Task instructions >> Replace "pixel coordinates" with "image coordinates" in every row below, leaving everything else unchanged.

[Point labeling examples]
------------------------

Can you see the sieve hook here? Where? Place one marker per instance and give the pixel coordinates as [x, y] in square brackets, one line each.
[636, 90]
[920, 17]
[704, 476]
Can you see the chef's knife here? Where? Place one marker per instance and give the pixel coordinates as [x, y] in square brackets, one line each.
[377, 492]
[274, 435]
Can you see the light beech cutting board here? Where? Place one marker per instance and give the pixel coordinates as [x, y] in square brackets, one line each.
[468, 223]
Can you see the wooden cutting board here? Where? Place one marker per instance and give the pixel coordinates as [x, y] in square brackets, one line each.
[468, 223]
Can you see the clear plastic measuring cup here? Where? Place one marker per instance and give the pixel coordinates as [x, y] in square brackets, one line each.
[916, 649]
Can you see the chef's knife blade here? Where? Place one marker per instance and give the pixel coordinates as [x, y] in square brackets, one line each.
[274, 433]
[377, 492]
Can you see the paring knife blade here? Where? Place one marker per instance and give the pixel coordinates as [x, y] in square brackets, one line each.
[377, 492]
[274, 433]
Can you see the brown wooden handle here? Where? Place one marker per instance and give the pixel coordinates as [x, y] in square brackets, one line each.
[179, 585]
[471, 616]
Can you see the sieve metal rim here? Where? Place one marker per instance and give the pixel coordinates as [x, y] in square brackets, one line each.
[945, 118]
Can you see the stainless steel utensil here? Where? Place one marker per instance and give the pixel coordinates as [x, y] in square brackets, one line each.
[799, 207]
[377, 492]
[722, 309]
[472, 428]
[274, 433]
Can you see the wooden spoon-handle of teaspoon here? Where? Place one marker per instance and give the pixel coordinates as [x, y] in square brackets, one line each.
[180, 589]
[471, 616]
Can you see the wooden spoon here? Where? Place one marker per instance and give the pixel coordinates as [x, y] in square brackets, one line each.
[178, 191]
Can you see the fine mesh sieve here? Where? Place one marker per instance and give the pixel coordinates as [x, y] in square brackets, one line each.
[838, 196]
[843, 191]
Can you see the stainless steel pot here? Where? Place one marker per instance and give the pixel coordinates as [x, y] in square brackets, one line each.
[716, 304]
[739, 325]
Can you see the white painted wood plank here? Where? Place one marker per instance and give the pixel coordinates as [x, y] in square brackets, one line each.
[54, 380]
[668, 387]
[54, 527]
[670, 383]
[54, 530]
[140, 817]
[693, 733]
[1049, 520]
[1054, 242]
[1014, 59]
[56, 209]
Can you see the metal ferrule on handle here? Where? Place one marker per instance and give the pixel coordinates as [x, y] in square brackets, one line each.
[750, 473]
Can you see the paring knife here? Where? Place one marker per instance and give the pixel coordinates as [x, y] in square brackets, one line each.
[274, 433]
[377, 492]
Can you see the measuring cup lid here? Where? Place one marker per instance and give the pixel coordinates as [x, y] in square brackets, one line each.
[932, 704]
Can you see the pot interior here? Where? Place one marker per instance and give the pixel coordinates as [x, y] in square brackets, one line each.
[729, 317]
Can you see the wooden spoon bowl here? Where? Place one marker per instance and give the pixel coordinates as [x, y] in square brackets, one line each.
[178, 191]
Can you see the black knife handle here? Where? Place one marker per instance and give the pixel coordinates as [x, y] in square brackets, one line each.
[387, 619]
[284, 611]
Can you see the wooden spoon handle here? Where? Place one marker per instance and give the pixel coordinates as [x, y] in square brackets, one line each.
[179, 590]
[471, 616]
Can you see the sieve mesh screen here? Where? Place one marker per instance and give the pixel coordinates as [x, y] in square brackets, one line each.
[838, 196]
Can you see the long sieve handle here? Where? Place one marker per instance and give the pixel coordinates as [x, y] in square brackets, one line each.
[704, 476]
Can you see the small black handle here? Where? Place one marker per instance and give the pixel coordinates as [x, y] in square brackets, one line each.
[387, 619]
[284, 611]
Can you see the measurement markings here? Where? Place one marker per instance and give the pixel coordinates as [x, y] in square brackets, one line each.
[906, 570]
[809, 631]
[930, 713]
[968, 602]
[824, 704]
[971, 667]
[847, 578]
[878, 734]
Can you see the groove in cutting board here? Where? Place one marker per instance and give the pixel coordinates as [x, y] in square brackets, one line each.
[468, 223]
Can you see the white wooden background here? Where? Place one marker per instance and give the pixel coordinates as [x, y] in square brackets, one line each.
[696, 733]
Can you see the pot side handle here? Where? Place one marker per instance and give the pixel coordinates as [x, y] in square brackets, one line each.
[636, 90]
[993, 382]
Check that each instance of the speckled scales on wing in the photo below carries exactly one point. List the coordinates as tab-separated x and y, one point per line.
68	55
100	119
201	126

------------------------

Worked solution >>
Can you see the sieve hook here? Where? Place one marker per instance and give the image coordinates as [x, y] in square brackets, one line each.
[636, 90]
[920, 17]
[704, 476]
Can you see the chef's knife here? Where? Place one marker per instance and give the image coordinates as [x, y] in square brackets, one line each.
[377, 492]
[274, 435]
Can you see the light beech cutting board here? Where? Place one marker per instance and give the image coordinates as [x, y] in square brackets, one line each.
[468, 223]
Can you see the wooden cutting board here? Where? Place one marker per instance and give the image coordinates as [x, y] in square brackets, one line each.
[468, 223]
Can you see the clear plastic measuring cup here? Where? Place one marker per instance and give the image coordinates as [x, y] in square brackets, one line each.
[916, 649]
Can you see the chef's knife blade here? Where? Place one marker per instance and give the image coordinates as [x, y] in square brackets, one line each.
[274, 433]
[377, 492]
Can you see the paring knife blade here? Where? Place one marker per instance and give the image coordinates as [x, y] in square brackets, one line each.
[377, 492]
[274, 433]
Can you see the brown wooden handle here? Where? Place one marker per instance and give the image coordinates as [x, y] in square brackets, one line each.
[179, 585]
[471, 616]
Can you see the sieve metal rim here? Where? Place one marker per instance and give the image coordinates as [x, y] in square brackets, one line each.
[945, 118]
Can you see the stainless steel utensil here? Where? Place one marker per instance and give the image coordinates as [x, y] in square brackets, one line each.
[799, 207]
[377, 492]
[722, 309]
[472, 428]
[274, 433]
Can you see the wooden spoon-handle of teaspoon here? Where? Place one marker per instance and give the image coordinates as [x, y] in square brackets, one line each.
[180, 589]
[471, 616]
Can you see the wooden spoon here? Where? Place one marker per instance and give the image coordinates as [x, y] in square brackets, one line each.
[178, 191]
Can you see the fine mesh sieve here? Where? Place one marker per instance and give the image coordinates as [x, y] in square brackets, one line each.
[838, 196]
[843, 191]
Can you see the stainless steel pot here? Where? Place one marker per instance and give the image coordinates as [x, y] in square brackets, one line each.
[716, 304]
[739, 325]
Can you see the white painted wood plank here? Where? Place one marker per instance and give the image coordinates as [x, y] in square brackets, one line each.
[54, 380]
[668, 387]
[54, 527]
[670, 383]
[54, 530]
[140, 817]
[693, 733]
[1049, 520]
[1054, 242]
[1014, 59]
[56, 209]
Can you see the metal ferrule on handle here? Where? Place one marker per instance and give the image coordinates as [x, y] in square brackets, one line each.
[750, 473]
Can you see the paring knife here? Where? Place one marker per instance and give the image coordinates as [x, y] in square brackets, one line each.
[274, 433]
[377, 492]
Can you see the measuring cup lid here? Where? Place one marker per instance and give the image coordinates as [x, y] in square brackets, one line each.
[932, 704]
Can you see the pot interior here? Where? Place one marker per instance and give the image coordinates as [x, y] in square brackets, one line each.
[729, 317]
Can you see the wooden spoon bowl here? Where? Place one marker per instance and give the image coordinates as [x, y] in square brackets, one line each.
[178, 191]
Can you see the black knife handle here? Where? Place one marker per instance and give the image coordinates as [x, y] in square brackets, one line each.
[387, 619]
[284, 611]
Can you see the wooden spoon handle here? Where? Place one marker per instance and give the image coordinates as [x, y] in square brackets, one line each.
[179, 590]
[471, 616]
Can you see the sieve mesh screen here? Where? Place one marker per instance and give the image coordinates as [x, y] in square brackets, one line each.
[838, 196]
Can you see the long sieve handle here? Where? Place one marker per instance and give the image coordinates as [x, y] in square brackets, one line each.
[704, 476]
Can you see the small black handle here? Where? Place one marker per instance and give the image coordinates as [x, y] in square brackets, one line each.
[387, 619]
[284, 611]
Can you see the measurement markings here? Where? Place one marker per instance and give the image coordinates as [x, y] in square brackets, one line each.
[906, 570]
[809, 631]
[930, 713]
[968, 602]
[824, 704]
[971, 667]
[847, 578]
[878, 734]
Can you see the groove in cutting board here? Where? Place one marker per instance and give the image coordinates as [x, y] in square brackets, one line each.
[468, 223]
Can you see the white wooden background here? Where? Place one marker per instance and give the image coordinates as [x, y] in square brackets, one line each.
[696, 733]
Can you see the pot side handle here? Where? Place one marker per instance and give the image coordinates as [x, y] in square brackets, one line each.
[636, 90]
[993, 382]
Check that each instance of the speckled scales on wing in the photo below carries exactly one point. List the coordinates as tab-separated x and y, one point per line.
68	55
100	119
201	126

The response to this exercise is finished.